• **Problem details**:
Rewrite the entries from the beginning down to the line containing "pixel 213 284", changing "trunk lid" to "deck lid" and leaving everything else as it is.
----
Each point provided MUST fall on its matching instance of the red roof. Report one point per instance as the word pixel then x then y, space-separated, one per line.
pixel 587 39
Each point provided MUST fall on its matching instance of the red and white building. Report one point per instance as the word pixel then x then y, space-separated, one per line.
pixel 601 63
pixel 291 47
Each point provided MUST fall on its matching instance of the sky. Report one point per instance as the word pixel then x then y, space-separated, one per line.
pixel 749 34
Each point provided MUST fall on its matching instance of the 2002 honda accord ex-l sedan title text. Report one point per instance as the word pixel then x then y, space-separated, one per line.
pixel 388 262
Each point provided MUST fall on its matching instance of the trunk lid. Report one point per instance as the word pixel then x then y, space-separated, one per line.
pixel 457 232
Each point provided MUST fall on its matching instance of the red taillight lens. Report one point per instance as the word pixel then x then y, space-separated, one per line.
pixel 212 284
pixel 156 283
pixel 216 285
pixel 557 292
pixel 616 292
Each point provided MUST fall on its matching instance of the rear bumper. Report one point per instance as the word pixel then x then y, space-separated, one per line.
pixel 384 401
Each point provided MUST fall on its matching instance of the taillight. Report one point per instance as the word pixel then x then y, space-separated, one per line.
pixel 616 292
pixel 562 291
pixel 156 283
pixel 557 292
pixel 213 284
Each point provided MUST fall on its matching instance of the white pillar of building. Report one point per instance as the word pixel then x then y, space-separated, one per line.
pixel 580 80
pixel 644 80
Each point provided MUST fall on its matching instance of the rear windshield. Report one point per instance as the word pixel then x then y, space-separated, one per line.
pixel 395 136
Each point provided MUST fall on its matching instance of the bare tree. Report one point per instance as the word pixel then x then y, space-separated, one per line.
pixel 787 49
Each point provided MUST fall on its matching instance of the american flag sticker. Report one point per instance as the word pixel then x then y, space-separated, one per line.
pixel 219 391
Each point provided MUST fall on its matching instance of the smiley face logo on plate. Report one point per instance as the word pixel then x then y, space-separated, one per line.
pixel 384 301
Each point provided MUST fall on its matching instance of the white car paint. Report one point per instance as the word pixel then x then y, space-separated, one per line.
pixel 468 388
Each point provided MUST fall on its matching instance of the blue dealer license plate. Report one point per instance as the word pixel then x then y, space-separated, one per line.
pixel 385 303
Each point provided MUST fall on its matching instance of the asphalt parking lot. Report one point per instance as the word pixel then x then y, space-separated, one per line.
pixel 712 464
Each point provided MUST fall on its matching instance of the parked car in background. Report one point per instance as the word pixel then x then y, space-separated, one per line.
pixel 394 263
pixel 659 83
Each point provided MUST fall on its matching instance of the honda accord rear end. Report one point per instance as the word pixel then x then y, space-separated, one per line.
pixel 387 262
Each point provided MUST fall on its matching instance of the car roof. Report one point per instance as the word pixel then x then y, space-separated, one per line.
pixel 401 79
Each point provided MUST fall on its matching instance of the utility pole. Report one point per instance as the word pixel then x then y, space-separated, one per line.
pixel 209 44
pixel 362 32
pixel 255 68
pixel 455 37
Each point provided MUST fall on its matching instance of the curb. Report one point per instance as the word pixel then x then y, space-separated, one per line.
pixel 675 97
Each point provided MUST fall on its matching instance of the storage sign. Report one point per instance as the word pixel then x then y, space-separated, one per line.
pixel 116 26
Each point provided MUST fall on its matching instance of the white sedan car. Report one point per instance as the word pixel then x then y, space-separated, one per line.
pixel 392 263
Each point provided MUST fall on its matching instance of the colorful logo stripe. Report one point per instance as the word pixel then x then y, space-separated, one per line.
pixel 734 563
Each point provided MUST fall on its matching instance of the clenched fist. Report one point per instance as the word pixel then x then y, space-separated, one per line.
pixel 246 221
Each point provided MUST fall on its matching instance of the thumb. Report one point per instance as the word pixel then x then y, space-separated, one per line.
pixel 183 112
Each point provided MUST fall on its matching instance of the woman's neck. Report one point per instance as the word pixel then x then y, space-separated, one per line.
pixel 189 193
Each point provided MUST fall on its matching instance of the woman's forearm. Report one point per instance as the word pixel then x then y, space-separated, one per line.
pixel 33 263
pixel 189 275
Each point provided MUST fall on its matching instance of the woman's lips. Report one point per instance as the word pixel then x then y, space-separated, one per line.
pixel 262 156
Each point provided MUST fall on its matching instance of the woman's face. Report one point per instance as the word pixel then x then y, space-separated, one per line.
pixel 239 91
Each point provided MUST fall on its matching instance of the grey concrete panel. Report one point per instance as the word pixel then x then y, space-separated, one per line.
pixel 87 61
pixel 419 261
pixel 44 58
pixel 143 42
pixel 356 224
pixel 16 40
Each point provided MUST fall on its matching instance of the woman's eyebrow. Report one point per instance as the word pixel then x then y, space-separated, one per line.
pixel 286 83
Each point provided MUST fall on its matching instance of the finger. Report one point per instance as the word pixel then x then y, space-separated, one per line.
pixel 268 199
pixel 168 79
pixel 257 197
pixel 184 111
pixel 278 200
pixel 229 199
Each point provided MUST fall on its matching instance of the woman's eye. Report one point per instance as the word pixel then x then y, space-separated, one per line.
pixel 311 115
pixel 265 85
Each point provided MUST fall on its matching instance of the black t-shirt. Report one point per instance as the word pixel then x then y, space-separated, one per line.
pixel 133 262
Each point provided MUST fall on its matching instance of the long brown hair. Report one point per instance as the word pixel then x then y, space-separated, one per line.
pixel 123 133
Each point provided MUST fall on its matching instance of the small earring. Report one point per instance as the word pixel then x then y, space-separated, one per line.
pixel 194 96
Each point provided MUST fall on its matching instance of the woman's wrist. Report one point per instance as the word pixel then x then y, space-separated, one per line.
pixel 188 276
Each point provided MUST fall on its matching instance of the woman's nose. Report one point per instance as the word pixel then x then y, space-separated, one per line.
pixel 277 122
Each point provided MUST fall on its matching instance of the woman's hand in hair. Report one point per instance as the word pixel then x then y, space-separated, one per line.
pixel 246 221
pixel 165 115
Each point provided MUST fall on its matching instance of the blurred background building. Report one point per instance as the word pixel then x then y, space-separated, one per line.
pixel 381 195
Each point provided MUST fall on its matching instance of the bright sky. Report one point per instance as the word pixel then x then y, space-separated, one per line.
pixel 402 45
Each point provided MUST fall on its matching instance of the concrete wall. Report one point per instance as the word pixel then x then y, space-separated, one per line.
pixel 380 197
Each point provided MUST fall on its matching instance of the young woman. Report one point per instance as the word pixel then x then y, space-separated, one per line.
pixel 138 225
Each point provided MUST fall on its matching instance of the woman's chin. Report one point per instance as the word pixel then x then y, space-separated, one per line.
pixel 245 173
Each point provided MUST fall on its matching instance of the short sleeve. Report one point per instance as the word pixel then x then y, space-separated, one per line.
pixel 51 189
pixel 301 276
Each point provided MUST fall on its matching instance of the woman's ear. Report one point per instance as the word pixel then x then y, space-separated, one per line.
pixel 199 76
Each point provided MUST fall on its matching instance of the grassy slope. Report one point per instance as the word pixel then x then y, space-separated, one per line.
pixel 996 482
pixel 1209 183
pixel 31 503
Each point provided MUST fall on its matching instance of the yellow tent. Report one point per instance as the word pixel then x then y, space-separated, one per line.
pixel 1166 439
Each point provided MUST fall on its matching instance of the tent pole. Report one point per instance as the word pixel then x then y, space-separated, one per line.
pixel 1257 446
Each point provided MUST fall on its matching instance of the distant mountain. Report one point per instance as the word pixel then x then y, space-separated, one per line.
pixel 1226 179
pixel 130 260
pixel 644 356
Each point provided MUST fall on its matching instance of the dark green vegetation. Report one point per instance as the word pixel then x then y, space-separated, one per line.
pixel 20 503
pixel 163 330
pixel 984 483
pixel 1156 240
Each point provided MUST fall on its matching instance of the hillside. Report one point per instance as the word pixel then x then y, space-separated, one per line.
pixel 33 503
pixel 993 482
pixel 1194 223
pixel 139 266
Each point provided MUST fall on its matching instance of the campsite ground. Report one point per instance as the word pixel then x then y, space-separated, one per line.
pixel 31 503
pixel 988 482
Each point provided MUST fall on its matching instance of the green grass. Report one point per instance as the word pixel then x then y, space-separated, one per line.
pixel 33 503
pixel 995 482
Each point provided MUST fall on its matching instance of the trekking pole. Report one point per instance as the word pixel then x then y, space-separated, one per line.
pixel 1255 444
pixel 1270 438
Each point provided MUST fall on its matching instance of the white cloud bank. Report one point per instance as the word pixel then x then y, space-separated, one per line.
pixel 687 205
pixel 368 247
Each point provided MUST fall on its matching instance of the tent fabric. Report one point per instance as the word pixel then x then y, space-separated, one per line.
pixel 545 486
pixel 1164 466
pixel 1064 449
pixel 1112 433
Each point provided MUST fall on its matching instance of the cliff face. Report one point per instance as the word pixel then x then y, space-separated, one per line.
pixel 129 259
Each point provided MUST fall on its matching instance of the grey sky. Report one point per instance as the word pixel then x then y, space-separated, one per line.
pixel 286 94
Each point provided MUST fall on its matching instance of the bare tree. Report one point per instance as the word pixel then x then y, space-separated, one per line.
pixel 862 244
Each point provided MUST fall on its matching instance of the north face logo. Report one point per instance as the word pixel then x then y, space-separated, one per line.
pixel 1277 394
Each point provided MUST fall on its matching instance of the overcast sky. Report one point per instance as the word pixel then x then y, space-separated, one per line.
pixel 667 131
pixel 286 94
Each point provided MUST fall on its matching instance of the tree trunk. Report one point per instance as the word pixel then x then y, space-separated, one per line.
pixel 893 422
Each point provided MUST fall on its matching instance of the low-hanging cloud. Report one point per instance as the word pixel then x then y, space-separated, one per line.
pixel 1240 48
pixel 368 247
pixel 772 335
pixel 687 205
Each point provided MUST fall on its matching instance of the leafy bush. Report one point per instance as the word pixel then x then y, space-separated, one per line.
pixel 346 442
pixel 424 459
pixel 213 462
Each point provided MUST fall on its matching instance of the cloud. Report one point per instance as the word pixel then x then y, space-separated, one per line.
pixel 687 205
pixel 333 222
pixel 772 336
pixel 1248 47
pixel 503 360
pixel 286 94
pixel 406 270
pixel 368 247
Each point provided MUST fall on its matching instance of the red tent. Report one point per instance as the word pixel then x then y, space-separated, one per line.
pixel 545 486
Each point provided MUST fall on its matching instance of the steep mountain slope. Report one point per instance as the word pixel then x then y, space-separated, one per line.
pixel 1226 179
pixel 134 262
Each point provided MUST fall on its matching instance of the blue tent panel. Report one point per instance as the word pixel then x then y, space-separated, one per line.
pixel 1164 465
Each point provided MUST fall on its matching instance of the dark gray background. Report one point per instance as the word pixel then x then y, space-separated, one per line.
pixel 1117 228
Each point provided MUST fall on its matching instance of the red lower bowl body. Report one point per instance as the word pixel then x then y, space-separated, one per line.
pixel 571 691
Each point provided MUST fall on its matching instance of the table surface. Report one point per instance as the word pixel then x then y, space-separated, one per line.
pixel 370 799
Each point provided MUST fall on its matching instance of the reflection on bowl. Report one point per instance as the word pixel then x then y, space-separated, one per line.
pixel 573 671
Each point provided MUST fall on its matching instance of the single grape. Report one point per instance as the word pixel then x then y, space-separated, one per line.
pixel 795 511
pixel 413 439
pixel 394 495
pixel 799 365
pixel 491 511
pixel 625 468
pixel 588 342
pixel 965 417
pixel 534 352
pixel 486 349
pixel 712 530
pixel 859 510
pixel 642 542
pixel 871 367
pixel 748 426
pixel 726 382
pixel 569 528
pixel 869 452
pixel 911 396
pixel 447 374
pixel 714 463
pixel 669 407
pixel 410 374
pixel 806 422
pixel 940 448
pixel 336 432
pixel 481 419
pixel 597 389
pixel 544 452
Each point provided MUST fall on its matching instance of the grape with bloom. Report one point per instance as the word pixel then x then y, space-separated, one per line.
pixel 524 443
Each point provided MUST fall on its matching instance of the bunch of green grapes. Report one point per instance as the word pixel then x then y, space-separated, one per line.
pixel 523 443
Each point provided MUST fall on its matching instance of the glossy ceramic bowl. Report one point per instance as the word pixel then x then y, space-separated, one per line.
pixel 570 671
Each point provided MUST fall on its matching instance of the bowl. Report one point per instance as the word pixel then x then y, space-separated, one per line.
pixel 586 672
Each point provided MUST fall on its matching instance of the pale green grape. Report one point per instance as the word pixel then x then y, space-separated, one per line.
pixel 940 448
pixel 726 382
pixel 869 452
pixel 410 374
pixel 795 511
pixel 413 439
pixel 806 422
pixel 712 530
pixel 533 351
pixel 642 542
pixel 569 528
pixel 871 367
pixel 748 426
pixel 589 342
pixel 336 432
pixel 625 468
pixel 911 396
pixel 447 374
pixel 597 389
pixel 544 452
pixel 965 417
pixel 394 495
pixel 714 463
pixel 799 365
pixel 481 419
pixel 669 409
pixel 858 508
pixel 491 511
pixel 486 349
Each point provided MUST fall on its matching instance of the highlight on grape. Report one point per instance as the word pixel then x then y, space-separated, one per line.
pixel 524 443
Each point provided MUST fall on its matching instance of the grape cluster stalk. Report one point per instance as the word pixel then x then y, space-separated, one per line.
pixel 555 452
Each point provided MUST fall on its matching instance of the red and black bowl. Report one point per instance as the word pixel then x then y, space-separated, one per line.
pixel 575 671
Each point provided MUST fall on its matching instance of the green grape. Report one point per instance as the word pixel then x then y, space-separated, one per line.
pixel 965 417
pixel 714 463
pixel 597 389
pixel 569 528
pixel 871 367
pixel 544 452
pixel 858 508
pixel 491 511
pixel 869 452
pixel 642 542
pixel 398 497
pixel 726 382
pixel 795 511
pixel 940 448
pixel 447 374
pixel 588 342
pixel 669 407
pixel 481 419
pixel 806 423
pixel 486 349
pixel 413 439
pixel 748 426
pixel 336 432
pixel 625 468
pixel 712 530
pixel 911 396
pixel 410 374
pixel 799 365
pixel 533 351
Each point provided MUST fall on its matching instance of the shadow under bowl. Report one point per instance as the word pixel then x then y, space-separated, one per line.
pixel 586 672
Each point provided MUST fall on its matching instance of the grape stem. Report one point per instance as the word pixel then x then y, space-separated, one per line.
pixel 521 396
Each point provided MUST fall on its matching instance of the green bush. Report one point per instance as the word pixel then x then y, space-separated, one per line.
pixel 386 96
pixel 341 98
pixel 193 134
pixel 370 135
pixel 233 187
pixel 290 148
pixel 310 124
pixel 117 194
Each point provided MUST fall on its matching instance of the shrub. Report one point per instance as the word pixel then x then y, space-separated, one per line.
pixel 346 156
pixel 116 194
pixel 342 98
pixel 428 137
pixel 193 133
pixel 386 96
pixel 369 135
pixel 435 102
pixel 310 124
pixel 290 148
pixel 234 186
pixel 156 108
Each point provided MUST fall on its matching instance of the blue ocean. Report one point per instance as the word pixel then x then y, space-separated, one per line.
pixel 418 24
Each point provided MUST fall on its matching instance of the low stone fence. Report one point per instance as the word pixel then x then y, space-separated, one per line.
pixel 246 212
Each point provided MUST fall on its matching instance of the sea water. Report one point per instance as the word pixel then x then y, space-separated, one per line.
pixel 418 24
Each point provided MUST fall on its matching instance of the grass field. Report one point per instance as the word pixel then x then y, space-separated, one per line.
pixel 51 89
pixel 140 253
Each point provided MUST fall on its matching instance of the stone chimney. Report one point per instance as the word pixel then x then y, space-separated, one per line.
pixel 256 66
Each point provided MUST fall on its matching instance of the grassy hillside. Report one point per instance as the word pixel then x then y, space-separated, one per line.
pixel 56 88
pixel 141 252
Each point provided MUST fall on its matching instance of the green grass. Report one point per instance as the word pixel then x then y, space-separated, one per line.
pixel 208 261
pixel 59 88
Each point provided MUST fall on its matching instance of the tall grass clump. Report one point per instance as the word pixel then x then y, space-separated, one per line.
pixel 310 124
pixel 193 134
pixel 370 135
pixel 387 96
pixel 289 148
----
• **The result**:
Each point provided MUST fall on its matching instance of the red roof. Report one point per instance as the word pixel then x then y, space-separated, one per line.
pixel 587 39
Each point provided MUST fall on its matching instance of the red and white building. Report one point per instance as the word pixel then x then y, space-separated, one per line.
pixel 601 63
pixel 291 47
Each point provided MUST fall on its matching instance of the sky. Report one point per instance as the word pixel then x then y, space-separated, one per line.
pixel 749 34
Each point provided MUST fall on its matching instance of the 2002 honda accord ex-l sedan title text. Report one point per instance as the word pixel then x then y, space-separated, one per line.
pixel 388 262
Each point provided MUST fall on its matching instance of the deck lid. Report one point per instance as the word pixel then x then y, space-separated, one per line.
pixel 457 232
Each point provided MUST fall on its matching instance of the red taillight lens. Report one point per instance as the word pixel then x then y, space-separated, one per line.
pixel 212 284
pixel 156 283
pixel 216 285
pixel 557 292
pixel 616 292
Each point provided MUST fall on its matching instance of the rear bumper. Report one point per instance as the word pixel then x then y, space-separated, one per line.
pixel 384 401
Each point provided MUST fall on its matching instance of the taillight. Report one point per instance as the word pixel then x then y, space-separated, one per line.
pixel 616 292
pixel 562 291
pixel 156 283
pixel 557 292
pixel 213 284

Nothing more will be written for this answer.